Data records:
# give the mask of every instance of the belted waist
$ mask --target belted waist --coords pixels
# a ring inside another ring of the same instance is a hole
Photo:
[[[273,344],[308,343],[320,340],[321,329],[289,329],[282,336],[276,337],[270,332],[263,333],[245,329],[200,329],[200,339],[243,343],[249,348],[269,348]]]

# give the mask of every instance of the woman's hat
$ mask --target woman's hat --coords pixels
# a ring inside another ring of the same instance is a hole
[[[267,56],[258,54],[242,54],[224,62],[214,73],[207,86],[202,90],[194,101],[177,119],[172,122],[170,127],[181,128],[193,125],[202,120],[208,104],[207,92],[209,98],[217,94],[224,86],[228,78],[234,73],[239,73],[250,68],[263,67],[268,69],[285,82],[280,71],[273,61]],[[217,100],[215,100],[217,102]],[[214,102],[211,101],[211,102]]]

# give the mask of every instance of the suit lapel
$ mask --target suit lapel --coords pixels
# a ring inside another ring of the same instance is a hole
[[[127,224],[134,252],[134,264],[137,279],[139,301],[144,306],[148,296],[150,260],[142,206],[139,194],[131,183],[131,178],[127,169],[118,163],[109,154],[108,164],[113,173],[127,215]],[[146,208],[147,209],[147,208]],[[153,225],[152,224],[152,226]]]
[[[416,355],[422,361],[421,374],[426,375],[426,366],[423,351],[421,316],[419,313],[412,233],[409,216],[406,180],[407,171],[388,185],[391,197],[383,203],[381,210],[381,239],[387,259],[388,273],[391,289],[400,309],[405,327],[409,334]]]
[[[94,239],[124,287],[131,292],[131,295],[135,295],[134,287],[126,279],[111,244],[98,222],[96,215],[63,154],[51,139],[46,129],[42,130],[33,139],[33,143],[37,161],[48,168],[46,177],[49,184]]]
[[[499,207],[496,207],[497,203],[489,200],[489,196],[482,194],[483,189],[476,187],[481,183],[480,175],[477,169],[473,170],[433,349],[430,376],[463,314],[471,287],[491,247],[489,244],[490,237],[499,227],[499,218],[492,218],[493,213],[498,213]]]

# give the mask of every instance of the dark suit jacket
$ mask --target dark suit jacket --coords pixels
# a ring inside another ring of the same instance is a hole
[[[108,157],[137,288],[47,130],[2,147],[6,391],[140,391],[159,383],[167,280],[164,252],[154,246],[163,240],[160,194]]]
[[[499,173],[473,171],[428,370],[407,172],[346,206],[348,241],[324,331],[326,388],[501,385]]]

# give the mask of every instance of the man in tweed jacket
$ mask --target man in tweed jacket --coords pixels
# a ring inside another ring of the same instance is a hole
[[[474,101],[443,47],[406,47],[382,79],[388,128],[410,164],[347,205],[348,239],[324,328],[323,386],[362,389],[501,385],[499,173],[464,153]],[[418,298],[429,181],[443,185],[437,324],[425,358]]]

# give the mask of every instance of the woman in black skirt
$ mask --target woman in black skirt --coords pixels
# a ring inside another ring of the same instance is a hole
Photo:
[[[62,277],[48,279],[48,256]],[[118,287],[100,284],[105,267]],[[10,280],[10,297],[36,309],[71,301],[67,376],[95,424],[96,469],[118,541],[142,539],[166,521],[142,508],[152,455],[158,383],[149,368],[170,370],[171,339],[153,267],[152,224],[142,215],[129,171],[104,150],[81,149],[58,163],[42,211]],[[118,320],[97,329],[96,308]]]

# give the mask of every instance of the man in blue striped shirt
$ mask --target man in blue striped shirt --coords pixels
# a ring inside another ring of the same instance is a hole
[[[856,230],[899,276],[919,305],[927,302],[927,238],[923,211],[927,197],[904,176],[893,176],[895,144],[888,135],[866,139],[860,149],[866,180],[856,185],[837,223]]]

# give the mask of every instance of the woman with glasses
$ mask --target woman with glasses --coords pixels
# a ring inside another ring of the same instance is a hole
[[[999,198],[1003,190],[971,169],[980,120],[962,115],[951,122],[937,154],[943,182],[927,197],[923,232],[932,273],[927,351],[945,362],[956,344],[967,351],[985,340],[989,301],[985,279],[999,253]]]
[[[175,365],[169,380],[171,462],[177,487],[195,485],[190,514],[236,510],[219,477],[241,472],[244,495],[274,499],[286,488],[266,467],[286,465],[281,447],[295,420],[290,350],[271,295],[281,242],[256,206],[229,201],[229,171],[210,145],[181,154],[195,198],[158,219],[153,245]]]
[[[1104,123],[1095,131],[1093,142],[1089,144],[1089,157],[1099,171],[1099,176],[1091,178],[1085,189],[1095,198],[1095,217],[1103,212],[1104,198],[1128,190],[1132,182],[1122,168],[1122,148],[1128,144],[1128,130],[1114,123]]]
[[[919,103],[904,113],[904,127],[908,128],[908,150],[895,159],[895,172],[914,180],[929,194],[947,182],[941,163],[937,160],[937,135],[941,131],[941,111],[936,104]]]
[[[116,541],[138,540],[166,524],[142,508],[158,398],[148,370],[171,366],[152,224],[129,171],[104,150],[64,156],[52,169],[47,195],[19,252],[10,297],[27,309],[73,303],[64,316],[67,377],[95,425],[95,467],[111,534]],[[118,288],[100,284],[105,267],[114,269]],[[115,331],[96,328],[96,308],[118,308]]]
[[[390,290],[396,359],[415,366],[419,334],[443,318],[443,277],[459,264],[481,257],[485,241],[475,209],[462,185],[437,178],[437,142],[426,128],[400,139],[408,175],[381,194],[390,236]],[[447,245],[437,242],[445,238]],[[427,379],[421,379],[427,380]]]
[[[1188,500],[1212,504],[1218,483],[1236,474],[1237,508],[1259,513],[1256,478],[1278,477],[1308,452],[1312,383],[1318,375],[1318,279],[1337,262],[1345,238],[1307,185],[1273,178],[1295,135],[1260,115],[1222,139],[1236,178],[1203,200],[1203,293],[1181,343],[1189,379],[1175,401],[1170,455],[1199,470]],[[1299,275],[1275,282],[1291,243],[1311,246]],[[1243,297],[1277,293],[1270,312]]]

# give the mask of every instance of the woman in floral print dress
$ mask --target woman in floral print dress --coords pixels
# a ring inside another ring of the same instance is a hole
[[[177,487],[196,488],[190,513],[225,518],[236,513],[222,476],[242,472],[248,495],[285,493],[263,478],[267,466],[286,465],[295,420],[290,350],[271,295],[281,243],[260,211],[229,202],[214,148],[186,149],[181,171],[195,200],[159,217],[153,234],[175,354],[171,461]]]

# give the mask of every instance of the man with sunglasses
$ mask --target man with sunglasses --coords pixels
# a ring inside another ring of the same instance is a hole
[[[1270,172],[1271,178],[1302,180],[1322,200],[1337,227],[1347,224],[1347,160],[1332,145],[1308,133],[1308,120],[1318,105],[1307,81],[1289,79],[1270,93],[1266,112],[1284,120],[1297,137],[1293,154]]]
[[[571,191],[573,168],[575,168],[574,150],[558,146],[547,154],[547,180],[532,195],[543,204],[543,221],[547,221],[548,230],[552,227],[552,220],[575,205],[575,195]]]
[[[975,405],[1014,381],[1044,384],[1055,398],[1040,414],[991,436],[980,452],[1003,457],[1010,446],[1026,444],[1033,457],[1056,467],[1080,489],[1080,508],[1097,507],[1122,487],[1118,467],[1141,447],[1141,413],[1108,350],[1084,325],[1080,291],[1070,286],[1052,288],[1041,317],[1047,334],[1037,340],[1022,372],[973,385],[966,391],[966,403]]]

Objective: Print the material once more, exactly.

Solved exercise:
# give the mask of every instance of the belted waist
$ mask --target belted waist --coords pixels
# a ring inside another ring of the same instance is a hole
Photo:
[[[273,344],[308,343],[320,340],[321,329],[289,329],[282,336],[276,337],[270,332],[263,333],[245,329],[200,329],[200,339],[243,343],[249,348],[269,348]]]

# give the mask of every instance of the woman's hat
$ mask --target woman's hat --coords pixels
# a ring inside another ring of the same instance is a hole
[[[267,56],[258,54],[242,54],[224,62],[214,73],[207,86],[202,90],[194,101],[177,119],[172,122],[170,127],[181,128],[193,125],[202,120],[208,104],[207,92],[209,98],[217,94],[224,86],[228,78],[234,73],[239,73],[250,68],[263,67],[268,69],[285,82],[280,71],[273,61]],[[217,100],[215,100],[217,102]],[[214,102],[211,101],[211,102]]]

# give the mask of every instance of the suit lapel
$ mask --target suit lapel --coords pixels
# a ring inside another ring of the same instance is a hole
[[[127,224],[134,252],[134,264],[137,279],[139,301],[144,306],[148,296],[150,260],[142,206],[139,194],[131,183],[131,178],[127,169],[118,163],[109,154],[108,164],[113,173],[127,215]],[[146,208],[147,209],[147,208]],[[153,225],[152,224],[152,226]]]
[[[416,355],[422,361],[421,374],[426,375],[426,366],[423,351],[421,316],[419,313],[412,233],[409,216],[406,180],[407,171],[388,185],[391,197],[383,203],[381,210],[381,239],[387,259],[388,273],[391,289],[400,309],[405,327],[409,334]]]
[[[94,239],[124,287],[131,292],[131,295],[135,295],[134,287],[126,279],[111,244],[98,222],[96,215],[63,154],[51,139],[46,129],[42,130],[33,139],[33,143],[37,161],[48,168],[46,177],[49,184]]]
[[[499,207],[496,207],[497,203],[489,200],[489,196],[482,194],[483,189],[476,187],[481,183],[480,175],[477,169],[473,170],[433,349],[430,376],[463,314],[471,287],[491,247],[489,244],[490,237],[499,227],[499,218],[492,218],[493,213],[498,213]]]

# give the mask of every instance of the dark suit jacket
$ mask --target dark suit jacket --coords pixels
# a ring inside another ring of the same instance is a hole
[[[108,157],[137,288],[47,130],[2,147],[6,391],[140,391],[159,383],[167,280],[164,252],[154,246],[163,240],[160,194]]]
[[[499,173],[473,171],[428,370],[407,172],[346,206],[348,241],[324,331],[326,388],[501,385]]]

# give the mask of every instance of the man in tweed jacket
$ mask --target man in tweed jacket --coords pixels
# a ring inside another ring of the same instance is a hole
[[[474,101],[443,47],[406,47],[382,79],[388,128],[410,164],[347,205],[348,239],[324,328],[323,386],[362,389],[501,385],[499,173],[464,153]],[[418,298],[429,181],[443,185],[437,324],[425,358]]]

# give the mask of every instance of the woman in black skirt
$ mask --target woman in black skirt --coords pixels
# a ring inside another ring of the same instance is a hole
Photo:
[[[62,277],[48,279],[48,256]],[[118,287],[100,284],[105,267]],[[10,280],[10,297],[36,309],[71,301],[67,376],[95,424],[96,469],[118,541],[142,539],[166,521],[142,508],[152,455],[158,383],[149,368],[170,370],[171,339],[153,267],[152,224],[142,215],[129,171],[104,150],[81,149],[58,163],[42,211]],[[118,320],[97,329],[96,308]]]

# give the mask of every instance of the man in blue striped shirt
$ mask --target man in blue striped shirt --coords pixels
# a ring inside another ring of the same instance is a hole
[[[856,230],[899,276],[919,305],[927,302],[927,238],[923,211],[927,197],[904,176],[893,176],[895,144],[888,135],[866,139],[860,149],[866,180],[856,185],[837,223]]]

# give the mask of every instance of the woman with glasses
$ mask --target woman with glasses --coords pixels
# a ring inside another ring of the same instance is a hole
[[[999,198],[1003,190],[971,169],[980,120],[962,115],[951,122],[937,154],[943,182],[927,197],[923,232],[932,273],[927,351],[945,362],[956,344],[967,351],[985,340],[989,301],[985,279],[999,253]]]
[[[175,365],[169,380],[171,462],[177,487],[195,485],[190,514],[236,510],[219,477],[241,472],[244,495],[274,499],[286,488],[266,467],[286,465],[281,447],[295,420],[290,350],[271,295],[281,242],[256,206],[229,201],[229,171],[210,145],[181,154],[195,198],[158,219],[153,245]]]
[[[1104,123],[1095,131],[1093,142],[1089,144],[1089,157],[1099,171],[1099,176],[1091,178],[1085,189],[1095,198],[1095,217],[1103,212],[1104,198],[1128,190],[1132,182],[1122,168],[1122,148],[1128,144],[1128,130],[1114,123]]]
[[[919,103],[904,113],[904,127],[908,128],[908,150],[895,159],[895,172],[914,180],[929,194],[947,182],[941,163],[937,160],[937,135],[941,131],[941,111],[936,104]]]
[[[116,541],[138,540],[166,524],[142,508],[158,398],[148,370],[171,366],[152,224],[129,171],[104,150],[64,156],[52,169],[47,195],[19,252],[10,297],[27,309],[73,303],[64,316],[67,377],[95,425],[95,467],[111,534]],[[118,288],[100,284],[105,267],[114,269]],[[115,331],[96,328],[96,308],[118,308]]]
[[[390,290],[396,359],[415,366],[419,334],[443,318],[443,277],[459,264],[481,257],[485,241],[475,209],[462,185],[437,178],[437,142],[426,128],[400,139],[408,175],[381,194],[390,236]],[[447,245],[437,242],[445,238]],[[427,379],[421,379],[427,380]]]
[[[1188,500],[1212,504],[1218,483],[1236,474],[1237,508],[1259,513],[1256,478],[1278,477],[1308,452],[1312,383],[1318,375],[1318,279],[1337,262],[1345,238],[1307,185],[1273,178],[1295,135],[1260,115],[1222,139],[1236,178],[1203,200],[1203,293],[1181,343],[1189,379],[1175,401],[1170,455],[1199,470]],[[1299,275],[1275,282],[1291,243],[1311,246]],[[1243,297],[1277,293],[1270,312]]]

# give the mask of every instance of the woman in floral print dress
$ mask --target woman in floral print dress --coords pixels
# a ring inside another ring of the same instance is a hole
[[[177,487],[196,488],[190,513],[225,518],[236,513],[222,476],[242,472],[248,495],[285,493],[263,478],[267,466],[286,465],[295,420],[290,350],[271,295],[281,243],[260,211],[229,202],[214,148],[186,149],[181,171],[195,200],[159,217],[153,234],[175,354],[171,461]]]

# give the mask of every instance of the man with sunglasses
$ mask --target man with sunglasses --coords pixels
# a ring inside another ring of the same instance is a hole
[[[1270,172],[1271,178],[1302,180],[1322,200],[1337,227],[1347,224],[1347,160],[1332,145],[1308,133],[1308,120],[1318,105],[1307,81],[1289,79],[1270,93],[1266,112],[1284,120],[1297,137],[1293,154]]]
[[[571,191],[573,168],[575,168],[574,150],[558,146],[547,154],[547,180],[532,195],[543,204],[543,221],[547,221],[548,230],[552,227],[552,220],[575,205],[575,195]]]
[[[975,405],[1014,381],[1044,384],[1055,398],[1040,414],[991,436],[980,452],[1003,457],[1010,446],[1026,444],[1033,457],[1056,467],[1080,489],[1080,508],[1097,507],[1122,487],[1118,467],[1141,447],[1141,413],[1108,350],[1084,325],[1080,291],[1070,286],[1052,288],[1041,317],[1047,334],[1037,340],[1022,372],[973,385],[966,391],[966,403]]]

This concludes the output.